- Work to complete:
In the listing below, the lines starting with the line with "Reviewer note: every instance of the creamy" and going on through the line with "Reviewer note: every instance of the silver" are to be reproduced exactly, and only those.

- Information given:
===

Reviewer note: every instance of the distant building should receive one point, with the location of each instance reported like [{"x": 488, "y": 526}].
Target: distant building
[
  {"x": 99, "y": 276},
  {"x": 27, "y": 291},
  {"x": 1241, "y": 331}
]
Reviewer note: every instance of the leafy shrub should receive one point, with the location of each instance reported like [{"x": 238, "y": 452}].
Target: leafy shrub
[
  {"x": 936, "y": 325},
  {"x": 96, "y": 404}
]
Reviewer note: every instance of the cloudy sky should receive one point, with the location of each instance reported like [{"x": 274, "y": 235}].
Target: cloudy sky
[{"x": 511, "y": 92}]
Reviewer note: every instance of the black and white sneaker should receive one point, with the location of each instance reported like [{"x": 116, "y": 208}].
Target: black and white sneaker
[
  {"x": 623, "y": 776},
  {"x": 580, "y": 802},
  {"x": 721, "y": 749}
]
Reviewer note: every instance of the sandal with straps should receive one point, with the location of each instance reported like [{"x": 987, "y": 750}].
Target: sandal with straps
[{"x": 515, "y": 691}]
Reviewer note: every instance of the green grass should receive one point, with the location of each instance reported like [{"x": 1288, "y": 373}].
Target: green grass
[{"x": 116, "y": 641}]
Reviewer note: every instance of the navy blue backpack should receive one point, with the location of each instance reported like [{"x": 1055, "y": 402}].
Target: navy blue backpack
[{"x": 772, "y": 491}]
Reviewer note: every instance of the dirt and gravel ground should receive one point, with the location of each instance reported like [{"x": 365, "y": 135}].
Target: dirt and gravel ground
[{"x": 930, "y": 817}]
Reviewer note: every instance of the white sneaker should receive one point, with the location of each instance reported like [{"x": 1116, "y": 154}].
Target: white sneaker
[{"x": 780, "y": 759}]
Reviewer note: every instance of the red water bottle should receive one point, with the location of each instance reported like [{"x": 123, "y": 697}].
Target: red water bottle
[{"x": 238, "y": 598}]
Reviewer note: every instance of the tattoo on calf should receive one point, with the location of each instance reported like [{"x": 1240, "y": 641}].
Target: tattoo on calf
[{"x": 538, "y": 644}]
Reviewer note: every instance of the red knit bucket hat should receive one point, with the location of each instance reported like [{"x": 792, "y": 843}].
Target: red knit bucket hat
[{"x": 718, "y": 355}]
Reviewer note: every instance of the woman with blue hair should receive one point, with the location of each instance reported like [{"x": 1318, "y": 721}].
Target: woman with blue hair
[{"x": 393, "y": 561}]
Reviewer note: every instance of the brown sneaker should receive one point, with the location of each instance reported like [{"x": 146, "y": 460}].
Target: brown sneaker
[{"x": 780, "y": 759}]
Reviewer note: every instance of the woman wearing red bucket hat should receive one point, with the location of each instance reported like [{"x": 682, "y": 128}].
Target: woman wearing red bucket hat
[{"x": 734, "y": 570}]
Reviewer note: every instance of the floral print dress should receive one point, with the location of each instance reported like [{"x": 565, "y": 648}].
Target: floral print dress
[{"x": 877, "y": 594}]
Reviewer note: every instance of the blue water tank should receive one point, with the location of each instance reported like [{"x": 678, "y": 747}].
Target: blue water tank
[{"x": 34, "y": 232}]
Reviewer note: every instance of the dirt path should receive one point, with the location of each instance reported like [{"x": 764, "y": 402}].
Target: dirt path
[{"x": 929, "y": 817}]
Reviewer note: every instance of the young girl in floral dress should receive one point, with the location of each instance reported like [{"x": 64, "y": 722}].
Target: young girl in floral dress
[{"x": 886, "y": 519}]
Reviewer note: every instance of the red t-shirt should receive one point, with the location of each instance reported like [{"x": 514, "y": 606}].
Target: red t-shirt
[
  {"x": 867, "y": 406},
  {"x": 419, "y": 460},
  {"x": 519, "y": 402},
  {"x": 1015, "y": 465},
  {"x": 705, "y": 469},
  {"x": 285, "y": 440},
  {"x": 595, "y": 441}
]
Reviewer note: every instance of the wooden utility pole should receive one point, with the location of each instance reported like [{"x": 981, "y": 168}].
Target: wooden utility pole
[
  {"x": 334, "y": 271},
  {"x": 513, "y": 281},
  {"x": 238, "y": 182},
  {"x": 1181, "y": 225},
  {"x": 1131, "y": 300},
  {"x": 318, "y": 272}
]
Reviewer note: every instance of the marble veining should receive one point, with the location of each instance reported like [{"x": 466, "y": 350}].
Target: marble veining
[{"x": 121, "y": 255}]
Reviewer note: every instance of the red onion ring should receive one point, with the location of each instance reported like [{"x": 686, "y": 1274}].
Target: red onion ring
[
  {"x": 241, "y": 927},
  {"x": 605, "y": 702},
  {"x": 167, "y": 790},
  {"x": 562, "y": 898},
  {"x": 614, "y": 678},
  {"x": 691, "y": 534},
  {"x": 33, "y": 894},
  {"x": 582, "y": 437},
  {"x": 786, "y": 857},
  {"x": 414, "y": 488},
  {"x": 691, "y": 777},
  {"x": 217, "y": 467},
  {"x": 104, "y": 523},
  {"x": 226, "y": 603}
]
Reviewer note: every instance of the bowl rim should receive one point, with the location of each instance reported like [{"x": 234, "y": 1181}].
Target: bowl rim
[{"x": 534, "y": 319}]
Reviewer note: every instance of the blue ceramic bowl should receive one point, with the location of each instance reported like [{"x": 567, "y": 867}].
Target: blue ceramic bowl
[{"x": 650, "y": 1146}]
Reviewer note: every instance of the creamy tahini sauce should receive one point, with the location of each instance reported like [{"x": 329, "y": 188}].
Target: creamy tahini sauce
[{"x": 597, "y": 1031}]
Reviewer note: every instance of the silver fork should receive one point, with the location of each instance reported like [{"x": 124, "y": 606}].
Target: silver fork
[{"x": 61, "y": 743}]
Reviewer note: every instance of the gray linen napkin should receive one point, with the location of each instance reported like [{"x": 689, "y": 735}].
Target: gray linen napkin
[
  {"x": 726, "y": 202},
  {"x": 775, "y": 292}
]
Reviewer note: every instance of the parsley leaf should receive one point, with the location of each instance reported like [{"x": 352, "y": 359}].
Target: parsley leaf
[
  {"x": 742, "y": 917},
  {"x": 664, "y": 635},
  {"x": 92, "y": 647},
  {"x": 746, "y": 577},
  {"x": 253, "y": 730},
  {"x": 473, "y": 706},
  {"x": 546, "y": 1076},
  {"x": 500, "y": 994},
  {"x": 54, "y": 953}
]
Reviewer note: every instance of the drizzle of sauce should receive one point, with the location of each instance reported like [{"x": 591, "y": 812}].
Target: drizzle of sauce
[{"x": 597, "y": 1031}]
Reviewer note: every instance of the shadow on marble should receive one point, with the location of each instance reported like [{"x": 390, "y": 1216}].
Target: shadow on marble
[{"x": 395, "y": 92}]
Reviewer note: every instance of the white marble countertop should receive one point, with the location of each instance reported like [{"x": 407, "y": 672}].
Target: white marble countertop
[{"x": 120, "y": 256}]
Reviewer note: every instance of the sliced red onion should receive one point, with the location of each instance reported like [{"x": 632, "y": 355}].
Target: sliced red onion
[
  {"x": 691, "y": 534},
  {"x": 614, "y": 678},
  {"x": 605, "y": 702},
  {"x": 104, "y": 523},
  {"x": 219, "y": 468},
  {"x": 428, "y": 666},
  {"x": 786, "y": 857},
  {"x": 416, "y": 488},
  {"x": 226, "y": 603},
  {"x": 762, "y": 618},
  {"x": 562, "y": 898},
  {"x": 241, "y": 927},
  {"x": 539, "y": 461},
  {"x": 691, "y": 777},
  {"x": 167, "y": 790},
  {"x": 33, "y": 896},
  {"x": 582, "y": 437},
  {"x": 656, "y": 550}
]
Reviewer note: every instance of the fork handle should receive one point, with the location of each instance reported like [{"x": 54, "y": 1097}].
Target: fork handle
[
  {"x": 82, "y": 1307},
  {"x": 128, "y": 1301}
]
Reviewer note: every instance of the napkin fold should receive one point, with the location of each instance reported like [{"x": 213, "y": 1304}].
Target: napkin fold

===

- Response area:
Reviewer note: every instance of the creamy tahini sauce should receive one point, with the location of each instance reported like [{"x": 329, "y": 188}].
Target: creamy tahini sauce
[{"x": 597, "y": 1031}]
Reviewer note: every instance of the silver fork should receive one point, with the location of each instance reported like [{"x": 124, "y": 606}].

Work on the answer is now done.